» Task goal: Could you give the data below again, exactly and completely?

» Dataset records:
● ● ● ● ● ● ●
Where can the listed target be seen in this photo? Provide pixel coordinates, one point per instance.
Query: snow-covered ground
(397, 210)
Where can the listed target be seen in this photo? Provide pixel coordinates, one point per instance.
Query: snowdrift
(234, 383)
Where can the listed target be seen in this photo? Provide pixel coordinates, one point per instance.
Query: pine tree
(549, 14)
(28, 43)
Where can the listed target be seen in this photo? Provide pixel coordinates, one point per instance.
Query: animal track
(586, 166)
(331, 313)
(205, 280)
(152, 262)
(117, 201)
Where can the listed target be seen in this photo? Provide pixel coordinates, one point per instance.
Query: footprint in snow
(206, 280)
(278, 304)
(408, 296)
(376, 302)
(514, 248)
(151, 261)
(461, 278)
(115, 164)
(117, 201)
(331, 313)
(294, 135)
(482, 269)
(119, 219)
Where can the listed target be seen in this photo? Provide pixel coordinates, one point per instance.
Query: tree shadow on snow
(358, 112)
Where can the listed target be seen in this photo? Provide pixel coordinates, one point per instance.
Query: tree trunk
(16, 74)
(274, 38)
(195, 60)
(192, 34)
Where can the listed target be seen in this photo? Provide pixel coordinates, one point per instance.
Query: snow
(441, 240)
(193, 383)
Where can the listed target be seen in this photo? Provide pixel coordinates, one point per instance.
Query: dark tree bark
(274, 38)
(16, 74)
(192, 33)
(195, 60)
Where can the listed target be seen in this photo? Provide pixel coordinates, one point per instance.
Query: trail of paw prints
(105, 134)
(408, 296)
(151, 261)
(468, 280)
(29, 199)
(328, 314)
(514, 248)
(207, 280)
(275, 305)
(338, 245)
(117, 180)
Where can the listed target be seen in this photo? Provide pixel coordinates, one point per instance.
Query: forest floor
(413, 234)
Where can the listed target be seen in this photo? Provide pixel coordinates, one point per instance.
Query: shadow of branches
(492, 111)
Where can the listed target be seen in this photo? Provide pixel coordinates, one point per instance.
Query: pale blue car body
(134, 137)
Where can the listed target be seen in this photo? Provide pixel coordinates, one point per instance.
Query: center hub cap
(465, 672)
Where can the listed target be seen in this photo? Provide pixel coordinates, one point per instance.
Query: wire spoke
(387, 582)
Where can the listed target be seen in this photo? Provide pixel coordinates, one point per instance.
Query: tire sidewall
● ● ● ● ● ● ●
» Expected answer:
Where can the listed target be seen in this photo? Provide pixel coordinates, one point per instance.
Query: snow-covered ground
(397, 210)
Where can the listed target be seen in this photo? Provide pixel coordinates, one point per instance.
Query: snowdrift
(234, 383)
Where can the listed target be seen in this photo? Provide pixel coordinates, one point per instance.
Query: pine tree
(549, 14)
(28, 43)
Where can the listed target be seen in this photo? Provide pixel coordinates, one point per instance.
Query: animal track
(586, 166)
(331, 313)
(205, 280)
(152, 262)
(117, 201)
Where can the listed target be seen in this photo? Provide pixel coordinates, one point per instance.
Query: footprint in snow
(206, 280)
(278, 304)
(408, 296)
(376, 302)
(514, 248)
(151, 261)
(461, 278)
(115, 164)
(117, 201)
(331, 313)
(294, 135)
(482, 269)
(119, 219)
Where can the listed target be seen in this photo? Provide pixel coordinates, one point per instance.
Query: tree shadow on snow
(358, 112)
Where can the listed target be seen in this photo? Provide pixel coordinates, one point per instance.
Query: tree trunk
(16, 74)
(274, 38)
(195, 60)
(192, 34)
Where can the listed target be seen in this photo? Provide pixel coordinates, one point per instance.
Query: snow
(441, 240)
(193, 383)
Where can the listed target be seen in this photo? Provide pixel coordinates, one point per instance.
Query: dark tree bark
(274, 38)
(16, 74)
(192, 33)
(195, 60)
Where can the listed target be seen in this photo? Provide pixel coordinates, one point per instance.
Query: trail of paw prints
(105, 134)
(408, 296)
(151, 261)
(468, 280)
(29, 199)
(328, 314)
(514, 248)
(207, 280)
(275, 305)
(338, 245)
(117, 180)
Where can the listed target be seen in this photo? Provide pixel coordinates, one point per instance.
Query: forest floor
(413, 234)
Where can the listed target be seen in this photo? Provide pixel coordinates, one point per instance.
Query: shadow of branches
(492, 111)
Where can the listed target be seen in this photo? Provide pixel coordinates, one point per instance.
Query: pale blue car body
(134, 137)
Where can the listed target be seen in this photo? Provide pixel coordinates, one point per instance.
Query: center hub cap
(465, 672)
Where can the listed target be seen in this photo? Provide pixel coordinates, one point per instance.
Query: wire spoke
(387, 582)
Where can the listed target be seen in this photo? Provide pixel coordinates, one point per instance.
Query: tire sidewall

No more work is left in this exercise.